◆ Tarefa curta 1: No texto sobre painéis aeronáuticos, de que forma são presentemente ligados os reforços ao painel da fuselagem?

◆ Excerto para leitura:
Comportamento à fadiga de painéis aeronáuticos fabricados por processos
emergentes
1. Introdução
A redução de peso é uma das maiores preocupações no projecto de estruturas
aeronáuticas [1]. Devido ao crescente interesse em estruturas integrais, têm
aumentado os estudos para o desenvolvimento de metodologias de previsão de
falha em estruturas contendo dano quando sujeitas a carregamentos cíclicos,
[2].
A correcta avaliação da resistência de uma estrutura aeronáutica é necessária
para a sua eficiente manutenção, reparação e monitorização estrutural, [3].
Assim, a análise de tolerância ao dano deverá fornecer informação sobre o
comportamento da estrutura na presença de fendas (e/ou defeitos).
Presentemente, estão a ser desenvolvidos estudos para validar o design destas
novas estruturas monolíticas que procuram igual ou superior performance do que
o tradicional design, reduzindo ao mesmo tempo os custos de produção, [4].
Na indústria aeronáutica a fuselagem de um avião inclui, entre outros
componentes, o painel externo e reforços longitudinais [5]. Presentemente os
reforços são ligados ao painel da fuselagem por meio de rebites. Estes reforços
(stiffeners') melhoram a resistência e estabilidade da estrutura e são um meio
para desacelerar ou mesmo deter o crescimento de fendas. No ensaio destes
painéis reforçados deverá ser prestada especial atenção às condições de
carregamento e fixação de modo a que o comportamento do painel seja semelhante
ao de serviço, [6].
Os reforços rebitados podem permanecer intactos quando uma fenda propaga no
painel, e funcionam como um caminho alternativo para a distribuição de forças.
No caso de uma estrutura integral, uma fenda irá propagar simultaneamente no
painel e no reforço, causando a fractura do mesmo, [7].
O estudo da tolerância ao dano pode ser efectuado usando conceitos de mecânica
da fractura linear elástica, sendo o factor de intensidade de tensão um dos
principais parâmetros. A mecânica da fractura pode ser usada em conjunto com
uma lei de propagação para prever a vida à fadiga de fuselagens aeronáuticas.
Brot et al [8] apresentam um estudo sobre a tolerância ao dano de painéis
contendo stiffeners' reforçados por reforços em material compósito. Nesse
estudo para além de medições experimentais foi utilizado o software NASGRO para
avaliar a propagação de fendas, e verificou-se que estes reforços podem
melhorar a tolerância ao dano deste tipo de painéis. Existem também estudos nos
quais é feita uma análise fractográfica da superfície de fractura de painéis
com stiffeners', e.g. [9]. Estas análises pretendem também inferir a
velocidade de propagação de fendas, neste caso através do espaçamento entre
estrias de fadiga. Outros estudos são focados na previsão da vida à fadiga
deste tipo de painéis através de métodos numéricos. Nos estudos apresentados em
[10-11] é estudado o efeito das tensões residuais derivadas de diferentes
processos na vida à fadiga de painéis com dois stiffeners'.

◆ Dados extraídos:
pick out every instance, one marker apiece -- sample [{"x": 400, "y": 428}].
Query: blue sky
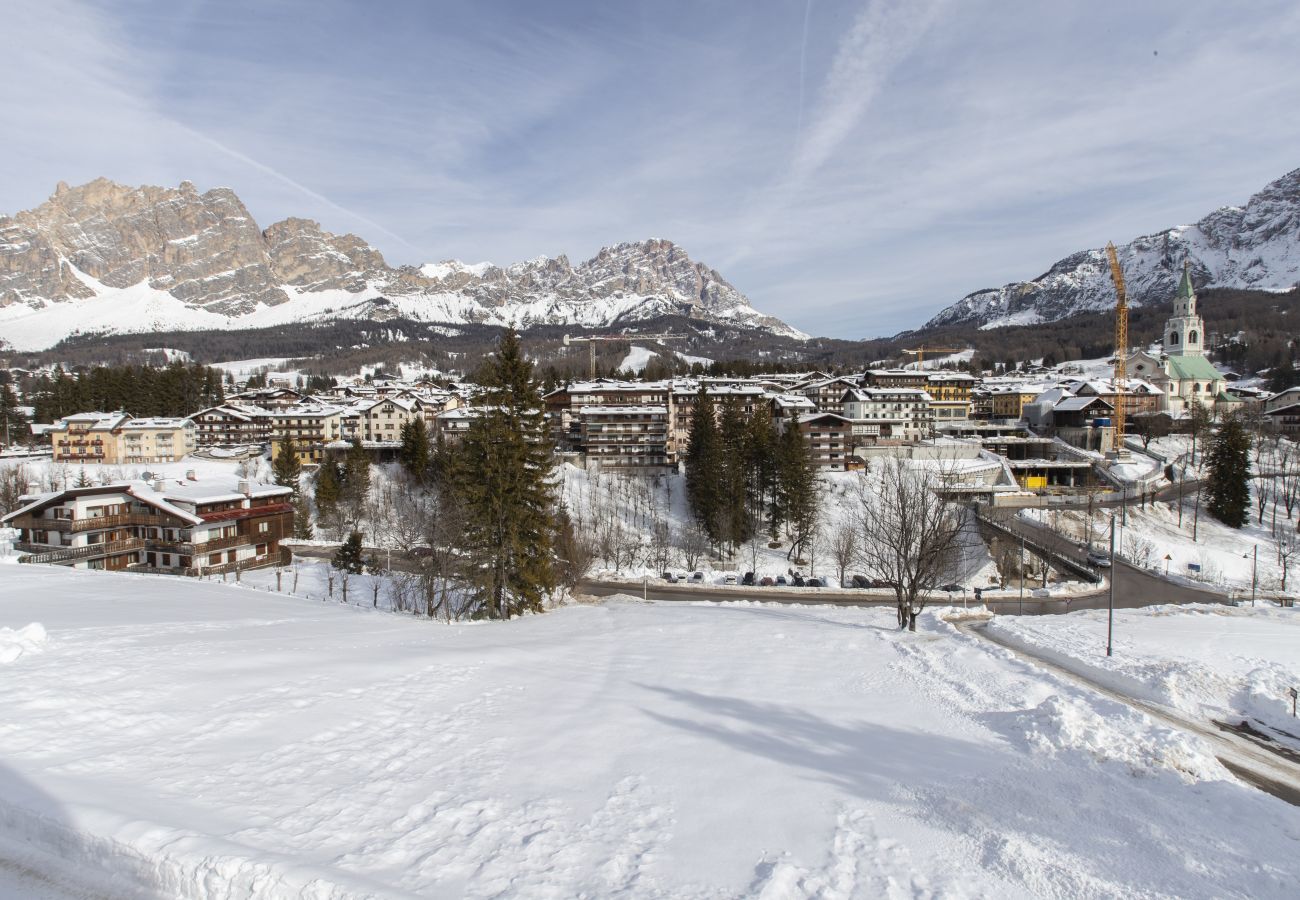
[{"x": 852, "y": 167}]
---
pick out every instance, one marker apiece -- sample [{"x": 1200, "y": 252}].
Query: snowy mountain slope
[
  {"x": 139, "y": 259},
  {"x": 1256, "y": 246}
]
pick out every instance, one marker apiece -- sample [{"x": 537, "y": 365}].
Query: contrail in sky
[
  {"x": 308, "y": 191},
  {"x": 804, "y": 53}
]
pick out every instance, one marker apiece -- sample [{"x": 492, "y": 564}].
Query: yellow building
...
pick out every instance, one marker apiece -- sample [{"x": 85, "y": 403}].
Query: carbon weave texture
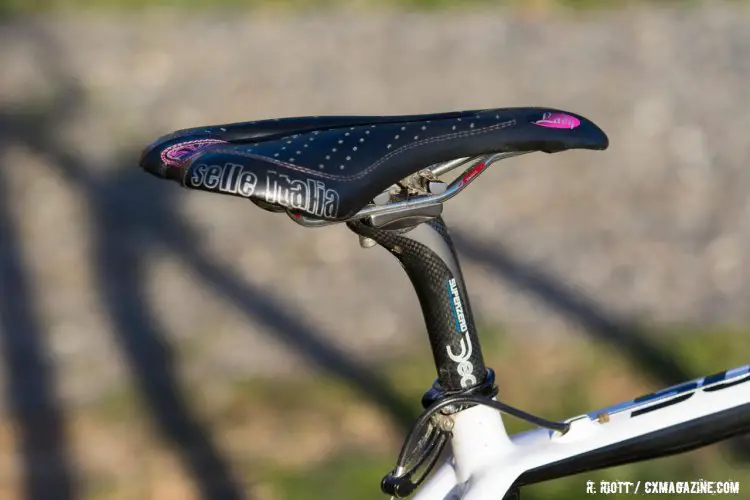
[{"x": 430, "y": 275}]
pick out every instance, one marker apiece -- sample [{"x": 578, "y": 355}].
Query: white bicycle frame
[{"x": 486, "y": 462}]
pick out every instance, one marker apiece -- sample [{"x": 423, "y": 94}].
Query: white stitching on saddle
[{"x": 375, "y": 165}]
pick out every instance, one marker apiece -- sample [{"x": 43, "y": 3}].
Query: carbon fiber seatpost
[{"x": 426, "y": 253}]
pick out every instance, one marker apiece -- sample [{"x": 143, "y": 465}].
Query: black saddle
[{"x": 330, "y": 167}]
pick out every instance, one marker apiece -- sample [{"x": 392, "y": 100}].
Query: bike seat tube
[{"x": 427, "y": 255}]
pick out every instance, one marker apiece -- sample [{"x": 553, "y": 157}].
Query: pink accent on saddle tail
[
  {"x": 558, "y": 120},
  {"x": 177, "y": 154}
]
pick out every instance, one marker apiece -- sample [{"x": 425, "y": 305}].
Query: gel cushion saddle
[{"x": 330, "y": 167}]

◆ Tarefa curta 2: Indica quantas linhas das entradas contêm a palavra "Query".

◆ Solução 1: Por meio de rebites.

◆ Solução 2: 12